Given task:
Rewrite the stretch from the start of the items through the line containing "71 93 592 239", switching "detector" to "locator" and keeping everything else the same.

(Bounding-box items)
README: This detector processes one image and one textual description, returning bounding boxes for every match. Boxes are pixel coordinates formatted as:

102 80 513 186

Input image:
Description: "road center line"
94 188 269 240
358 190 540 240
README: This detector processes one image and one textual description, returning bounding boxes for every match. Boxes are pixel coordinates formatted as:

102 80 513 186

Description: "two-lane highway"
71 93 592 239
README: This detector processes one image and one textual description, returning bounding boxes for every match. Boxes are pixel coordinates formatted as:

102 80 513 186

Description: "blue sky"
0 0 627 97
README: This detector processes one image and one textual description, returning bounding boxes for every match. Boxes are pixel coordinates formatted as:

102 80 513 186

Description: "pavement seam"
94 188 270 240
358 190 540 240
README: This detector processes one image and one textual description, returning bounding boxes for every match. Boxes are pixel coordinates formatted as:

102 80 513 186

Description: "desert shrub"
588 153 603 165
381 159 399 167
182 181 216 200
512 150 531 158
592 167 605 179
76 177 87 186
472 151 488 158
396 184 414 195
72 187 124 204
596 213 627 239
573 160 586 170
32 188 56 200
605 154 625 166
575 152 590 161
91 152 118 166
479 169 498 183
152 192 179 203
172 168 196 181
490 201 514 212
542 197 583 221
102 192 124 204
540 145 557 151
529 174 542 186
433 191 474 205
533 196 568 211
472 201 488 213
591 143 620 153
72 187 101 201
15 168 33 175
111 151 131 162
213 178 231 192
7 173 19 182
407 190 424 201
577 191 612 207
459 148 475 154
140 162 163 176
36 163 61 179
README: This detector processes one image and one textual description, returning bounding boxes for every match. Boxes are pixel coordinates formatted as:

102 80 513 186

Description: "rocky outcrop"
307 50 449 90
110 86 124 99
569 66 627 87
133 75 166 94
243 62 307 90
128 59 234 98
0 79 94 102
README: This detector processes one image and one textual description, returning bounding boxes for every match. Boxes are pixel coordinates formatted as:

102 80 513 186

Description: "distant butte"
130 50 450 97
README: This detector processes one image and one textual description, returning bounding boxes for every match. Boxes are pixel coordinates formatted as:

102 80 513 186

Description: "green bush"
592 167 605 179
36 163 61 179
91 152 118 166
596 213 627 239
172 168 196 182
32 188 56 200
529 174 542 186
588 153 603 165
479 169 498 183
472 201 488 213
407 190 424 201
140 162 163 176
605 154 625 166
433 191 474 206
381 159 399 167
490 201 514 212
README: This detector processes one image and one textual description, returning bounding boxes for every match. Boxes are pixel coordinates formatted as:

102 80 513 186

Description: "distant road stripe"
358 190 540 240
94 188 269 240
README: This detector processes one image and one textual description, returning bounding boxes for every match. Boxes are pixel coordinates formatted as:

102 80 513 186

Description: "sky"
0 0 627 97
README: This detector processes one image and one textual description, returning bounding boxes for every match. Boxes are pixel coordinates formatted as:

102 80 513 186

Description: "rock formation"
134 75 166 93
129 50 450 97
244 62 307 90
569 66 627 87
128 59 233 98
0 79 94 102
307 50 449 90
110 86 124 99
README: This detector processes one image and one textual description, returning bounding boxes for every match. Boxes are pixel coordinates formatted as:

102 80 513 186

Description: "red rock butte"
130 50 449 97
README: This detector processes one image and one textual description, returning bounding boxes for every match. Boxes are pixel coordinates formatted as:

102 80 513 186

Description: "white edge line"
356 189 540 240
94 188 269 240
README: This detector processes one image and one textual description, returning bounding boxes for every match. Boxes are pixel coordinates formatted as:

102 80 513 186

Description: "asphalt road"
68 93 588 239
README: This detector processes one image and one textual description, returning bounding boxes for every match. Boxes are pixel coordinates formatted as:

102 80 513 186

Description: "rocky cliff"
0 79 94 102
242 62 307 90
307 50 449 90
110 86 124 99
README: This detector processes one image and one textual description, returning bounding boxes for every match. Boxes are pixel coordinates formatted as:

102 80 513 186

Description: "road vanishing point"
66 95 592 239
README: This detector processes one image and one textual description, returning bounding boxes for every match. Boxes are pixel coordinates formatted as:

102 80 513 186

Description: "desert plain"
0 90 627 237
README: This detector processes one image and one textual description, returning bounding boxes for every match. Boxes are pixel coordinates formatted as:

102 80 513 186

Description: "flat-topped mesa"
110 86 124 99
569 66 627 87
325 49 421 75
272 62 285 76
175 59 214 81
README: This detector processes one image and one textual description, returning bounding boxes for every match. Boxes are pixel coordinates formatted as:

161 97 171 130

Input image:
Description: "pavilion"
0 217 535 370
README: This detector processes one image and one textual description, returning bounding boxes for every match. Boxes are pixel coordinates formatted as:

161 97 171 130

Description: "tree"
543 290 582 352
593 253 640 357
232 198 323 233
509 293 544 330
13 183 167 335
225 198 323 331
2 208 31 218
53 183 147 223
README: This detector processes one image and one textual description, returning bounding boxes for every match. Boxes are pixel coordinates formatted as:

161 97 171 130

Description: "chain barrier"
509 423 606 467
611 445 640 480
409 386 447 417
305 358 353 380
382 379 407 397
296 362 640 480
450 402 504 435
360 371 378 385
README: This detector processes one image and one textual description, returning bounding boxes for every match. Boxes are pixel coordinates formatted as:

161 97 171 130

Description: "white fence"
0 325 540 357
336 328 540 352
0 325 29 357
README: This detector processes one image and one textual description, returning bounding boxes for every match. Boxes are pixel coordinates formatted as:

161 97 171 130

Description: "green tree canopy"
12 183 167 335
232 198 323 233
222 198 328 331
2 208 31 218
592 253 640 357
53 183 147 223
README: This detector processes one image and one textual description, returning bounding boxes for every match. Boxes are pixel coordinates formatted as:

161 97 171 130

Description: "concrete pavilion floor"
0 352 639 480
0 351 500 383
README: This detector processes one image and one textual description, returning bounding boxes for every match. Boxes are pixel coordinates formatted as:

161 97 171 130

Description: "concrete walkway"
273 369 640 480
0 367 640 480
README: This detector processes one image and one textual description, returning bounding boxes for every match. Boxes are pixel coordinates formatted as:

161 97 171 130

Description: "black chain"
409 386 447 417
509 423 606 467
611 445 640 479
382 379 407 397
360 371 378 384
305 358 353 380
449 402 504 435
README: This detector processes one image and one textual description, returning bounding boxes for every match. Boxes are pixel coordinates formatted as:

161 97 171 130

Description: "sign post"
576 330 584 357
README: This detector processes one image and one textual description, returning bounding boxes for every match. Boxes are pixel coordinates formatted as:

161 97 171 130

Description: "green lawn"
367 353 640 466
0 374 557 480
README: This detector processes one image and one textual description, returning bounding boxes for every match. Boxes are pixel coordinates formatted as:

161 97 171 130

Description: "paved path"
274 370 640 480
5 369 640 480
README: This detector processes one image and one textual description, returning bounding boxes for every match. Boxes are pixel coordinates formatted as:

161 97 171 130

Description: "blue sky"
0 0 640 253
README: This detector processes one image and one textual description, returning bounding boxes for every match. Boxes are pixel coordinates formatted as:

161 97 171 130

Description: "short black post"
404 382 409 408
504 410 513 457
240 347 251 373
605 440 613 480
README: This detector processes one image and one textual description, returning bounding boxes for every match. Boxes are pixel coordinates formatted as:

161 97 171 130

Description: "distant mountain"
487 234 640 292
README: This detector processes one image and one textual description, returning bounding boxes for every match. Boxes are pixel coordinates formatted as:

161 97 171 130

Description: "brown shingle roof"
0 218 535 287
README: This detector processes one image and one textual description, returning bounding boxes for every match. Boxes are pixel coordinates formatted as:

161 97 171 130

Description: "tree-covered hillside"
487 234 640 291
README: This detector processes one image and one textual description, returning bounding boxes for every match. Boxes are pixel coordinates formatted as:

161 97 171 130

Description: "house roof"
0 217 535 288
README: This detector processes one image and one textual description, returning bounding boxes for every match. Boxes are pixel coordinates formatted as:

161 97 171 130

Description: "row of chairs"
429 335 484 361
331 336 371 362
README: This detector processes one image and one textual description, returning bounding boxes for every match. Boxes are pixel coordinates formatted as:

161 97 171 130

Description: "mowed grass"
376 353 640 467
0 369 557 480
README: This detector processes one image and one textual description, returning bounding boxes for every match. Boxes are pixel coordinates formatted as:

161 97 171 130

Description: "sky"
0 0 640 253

Solution to the exercise:
README: This locator processes one image and one textual description, returning bounding boxes for every match. Boxes are pixel coordinates formatted as:

102 80 513 186

Input image:
Description: "road center line"
94 188 269 240
358 190 540 240
README: This locator processes one image and one textual description, returning bounding boxes for every match. Boxes are pixel coordinates formatted as:

102 80 513 186

Description: "two-lane highway"
71 93 592 239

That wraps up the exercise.